### YOUR INSTRUCTIONS:
Rewrite the material below, changing "open booklet" to "open magazine" and keeping everything else unchanged.

>> begin

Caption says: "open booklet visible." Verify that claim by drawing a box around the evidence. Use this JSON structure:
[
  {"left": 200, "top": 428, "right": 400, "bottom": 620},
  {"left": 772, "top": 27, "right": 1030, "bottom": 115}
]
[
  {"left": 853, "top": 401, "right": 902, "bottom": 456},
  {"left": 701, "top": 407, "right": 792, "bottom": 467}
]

>> end

### OUTPUT FOR THIS EXERCISE:
Caption says: "open magazine visible." Verify that claim by drawing a box around the evidence. Use this JSON structure:
[
  {"left": 200, "top": 428, "right": 400, "bottom": 620},
  {"left": 772, "top": 27, "right": 1030, "bottom": 115}
]
[
  {"left": 853, "top": 401, "right": 902, "bottom": 456},
  {"left": 701, "top": 407, "right": 792, "bottom": 467}
]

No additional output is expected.